FRAGMENTO ->
-----

Señor Sinay: tengo 25 años y hace varios meses leo Diálogos del Alma. Sobre la falta de compromiso de los jóvenes, siento que soy parte de esto que nosotros decimos a menudo: "Está todo bien, disfrutá el momento". No nos sentimos listos para nada ni tampoco queremos hacerlo. Este sinsentido de la vida, ¿es por falta de seguridad de nosotros mismos o por una debilidad banal de dejarnos contaminar por lo externo? Realmente no sé dónde trazar la línea. Se me hace difícil poder comprender a mis amigos. Todo es relativo últimamente.
Ana Cecilia R. (Mendoza)
Ana Cecilia R. (Mendoza)

-----

DATOS A EXAMINAR ->
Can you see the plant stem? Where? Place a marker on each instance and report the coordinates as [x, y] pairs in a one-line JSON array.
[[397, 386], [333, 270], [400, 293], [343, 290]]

-----

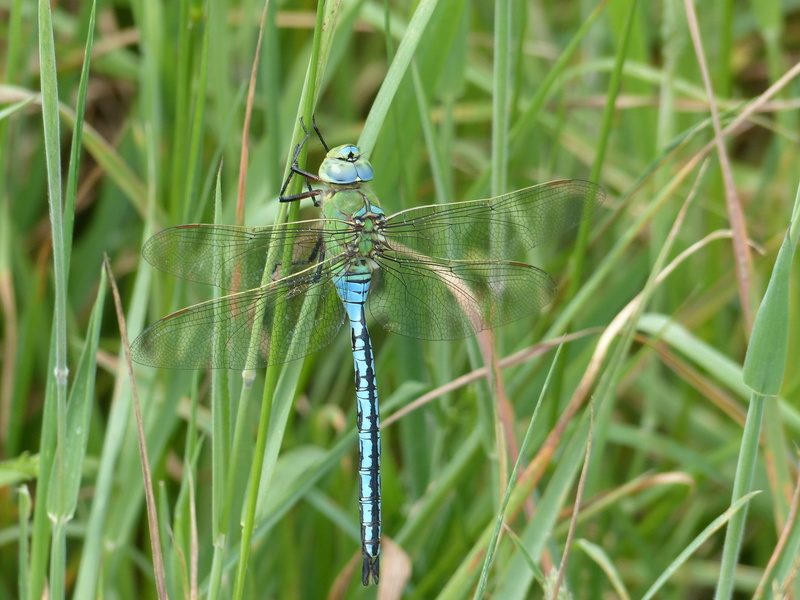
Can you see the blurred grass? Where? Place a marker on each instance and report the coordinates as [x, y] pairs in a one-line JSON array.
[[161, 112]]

-----

CONSIGNA 1 -> Reproduce literalmente el pasaje de la carta que va desde "Señor Sinay: tengo" hasta "es relativo últimamente.".
CONSIGNA 2 -> Enumera, sin repeticiones, todos los nombres propios que aparecen en la carta, incluida la firma.
Para esta actividad no hace falta recurrir a los datos.

ÁREA DE RESPUESTA 1 ->
Señor Sinay: tengo 25 años y hace varios meses leo Diálogos del Alma. Sobre la falta de compromiso de los jóvenes, siento que soy parte de esto que nosotros decimos a menudo: "Está todo bien, disfrutá el momento". No nos sentimos listos para nada ni tampoco queremos hacerlo. Este sinsentido de la vida, ¿es por falta de seguridad de nosotros mismos o por una debilidad banal de dejarnos contaminar por lo externo? Realmente no sé dónde trazar la línea. Se me hace difícil poder comprender a mis amigos. Todo es relativo últimamente.

ÁREA DE RESPUESTA 2 -> Sinay; Diálogos del Alma; Ana Cecilia R.; Mendoza